(Recorded data)

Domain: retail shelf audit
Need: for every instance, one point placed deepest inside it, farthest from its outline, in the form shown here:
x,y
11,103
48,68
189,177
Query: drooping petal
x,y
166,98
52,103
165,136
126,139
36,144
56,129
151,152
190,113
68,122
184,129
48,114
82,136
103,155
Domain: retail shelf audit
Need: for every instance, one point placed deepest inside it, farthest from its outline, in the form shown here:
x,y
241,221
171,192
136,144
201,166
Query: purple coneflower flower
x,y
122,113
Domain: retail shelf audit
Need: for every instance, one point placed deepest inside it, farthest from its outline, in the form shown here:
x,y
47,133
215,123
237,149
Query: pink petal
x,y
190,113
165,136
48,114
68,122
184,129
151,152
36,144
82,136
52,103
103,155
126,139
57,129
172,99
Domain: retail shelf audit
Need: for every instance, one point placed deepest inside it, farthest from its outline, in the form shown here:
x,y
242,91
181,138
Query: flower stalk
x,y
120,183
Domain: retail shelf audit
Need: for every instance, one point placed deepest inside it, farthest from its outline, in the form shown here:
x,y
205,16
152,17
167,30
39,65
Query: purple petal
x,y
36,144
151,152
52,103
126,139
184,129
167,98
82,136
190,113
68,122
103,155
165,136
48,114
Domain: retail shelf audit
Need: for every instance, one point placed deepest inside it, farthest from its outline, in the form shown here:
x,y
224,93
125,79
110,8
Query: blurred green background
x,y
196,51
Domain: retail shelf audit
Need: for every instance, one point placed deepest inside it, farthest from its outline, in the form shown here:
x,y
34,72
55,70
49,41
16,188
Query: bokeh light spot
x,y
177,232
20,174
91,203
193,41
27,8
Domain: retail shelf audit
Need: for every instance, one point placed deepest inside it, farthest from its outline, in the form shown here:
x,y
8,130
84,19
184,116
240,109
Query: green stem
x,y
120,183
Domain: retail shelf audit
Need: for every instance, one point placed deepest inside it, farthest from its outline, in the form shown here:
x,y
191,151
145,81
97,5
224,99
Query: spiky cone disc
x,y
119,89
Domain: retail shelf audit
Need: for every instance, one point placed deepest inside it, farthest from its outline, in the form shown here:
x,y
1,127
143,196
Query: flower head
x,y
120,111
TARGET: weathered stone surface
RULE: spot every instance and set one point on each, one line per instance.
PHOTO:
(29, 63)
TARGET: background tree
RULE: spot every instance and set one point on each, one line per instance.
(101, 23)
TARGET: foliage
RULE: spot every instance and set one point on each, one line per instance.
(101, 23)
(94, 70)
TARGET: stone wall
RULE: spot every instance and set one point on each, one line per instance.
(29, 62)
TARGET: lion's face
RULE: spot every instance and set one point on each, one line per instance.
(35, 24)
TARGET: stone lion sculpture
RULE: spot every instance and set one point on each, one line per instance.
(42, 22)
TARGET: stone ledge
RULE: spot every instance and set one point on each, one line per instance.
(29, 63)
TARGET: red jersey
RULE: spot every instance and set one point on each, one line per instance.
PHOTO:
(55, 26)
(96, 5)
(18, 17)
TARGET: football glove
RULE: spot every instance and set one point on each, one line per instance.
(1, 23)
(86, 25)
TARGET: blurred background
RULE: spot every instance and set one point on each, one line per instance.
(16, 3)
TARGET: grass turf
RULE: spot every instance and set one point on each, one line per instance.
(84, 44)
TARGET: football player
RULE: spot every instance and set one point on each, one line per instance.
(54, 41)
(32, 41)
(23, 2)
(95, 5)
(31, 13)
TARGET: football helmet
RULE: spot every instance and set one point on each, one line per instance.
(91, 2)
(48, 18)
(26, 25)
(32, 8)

Aim of the exercise: Write out the entries in full, exactly as given.

Reply to the exercise:
Domain: retail shelf audit
Need: for every instance, one point placed deepest inside it, farthest from its outline, in the form shown here:
x,y
11,103
48,68
189,177
Query: drooping petal
x,y
166,98
52,103
165,136
126,139
36,144
56,129
151,152
190,113
68,122
184,129
48,114
82,136
103,155
Domain: retail shelf audit
Need: for every instance, one point placed deepest inside it, farthest from its outline, in the form shown here:
x,y
241,221
171,192
136,144
201,166
Query: purple coneflower flower
x,y
122,113
Domain: retail shelf audit
Need: for every instance, one point placed deepest inside it, farthest from its outline, in the form shown here:
x,y
47,133
215,123
237,149
Query: pink petal
x,y
190,113
165,136
48,114
68,122
184,129
151,152
36,144
82,136
52,103
103,155
126,139
57,129
172,99
Domain: retail shelf audit
Need: for every instance, one point placed deepest inside it, farthest from its outline, in the form shown here:
x,y
242,91
181,138
Query: flower stalk
x,y
120,183
Domain: retail shelf audit
Need: for every instance, one point placed deepest inside it, farthest from its outline, in the form shown here:
x,y
205,16
152,17
167,30
39,65
Query: purple petal
x,y
36,144
151,152
52,103
126,139
184,129
167,98
82,136
190,113
68,122
103,155
165,136
48,114
Domain: retail shelf audit
Need: for every instance, one point placed deepest inside it, farthest from its outline, in the form shown here:
x,y
224,93
125,79
110,8
Query: blurred green background
x,y
196,51
Domain: retail shelf audit
Need: for every instance, one point placed deepest inside it, farthest from its outline, in the form shown here:
x,y
34,72
55,70
49,41
16,188
Query: bokeh light spot
x,y
177,232
20,174
91,203
193,41
27,8
Domain: retail shelf audit
Need: for every instance, one point placed deepest inside it, farthest from its outline, in the form shown here:
x,y
8,130
84,19
184,116
240,109
Query: green stem
x,y
120,183
Domain: retail shelf audit
Need: for every instance, one point placed deepest inside it, farthest from its outline, in the form shown here:
x,y
191,151
145,81
97,5
224,99
Query: spiky cone disc
x,y
119,89
Domain: retail shelf audit
Need: for every instance, one point placed deepest inside it, farthest from its outline, in the form shown here:
x,y
1,127
143,196
Query: flower head
x,y
120,111
TARGET: weathered stone surface
RULE: spot every instance and set one point on each, one line per instance.
PHOTO:
(29, 63)
TARGET: background tree
RULE: spot every instance and set one point on each, one line per instance.
(101, 23)
TARGET: foliage
RULE: spot every instance and set one point on each, one line per instance.
(101, 23)
(94, 70)
TARGET: stone wall
RULE: spot every instance and set one point on each, one line per instance.
(29, 62)
TARGET: lion's face
RULE: spot every instance and set one point on each, one line per instance.
(35, 24)
TARGET: stone lion sculpture
RULE: spot every instance and set one point on each, one line per instance.
(42, 22)
TARGET: stone ledge
RULE: spot every instance and set one point on each, one line per instance.
(29, 63)
TARGET: red jersey
RULE: spot every instance and set one point on each, one line per instance.
PHOTO:
(55, 26)
(96, 5)
(18, 17)
TARGET: football glove
RULE: spot every instance and set one point on each, one line per instance.
(1, 23)
(86, 25)
TARGET: blurred background
RULE: spot every instance and set one point on each, one line per instance.
(16, 3)
TARGET: grass turf
RULE: spot every instance and set one point on each, one line per instance.
(84, 44)
TARGET: football player
RULE: spot every instance and set one point on each, one line per instance.
(54, 41)
(32, 41)
(23, 2)
(95, 5)
(31, 13)
TARGET: football helmet
RULE: spot every instance and set one point on each, one line per instance.
(91, 2)
(48, 18)
(26, 25)
(32, 8)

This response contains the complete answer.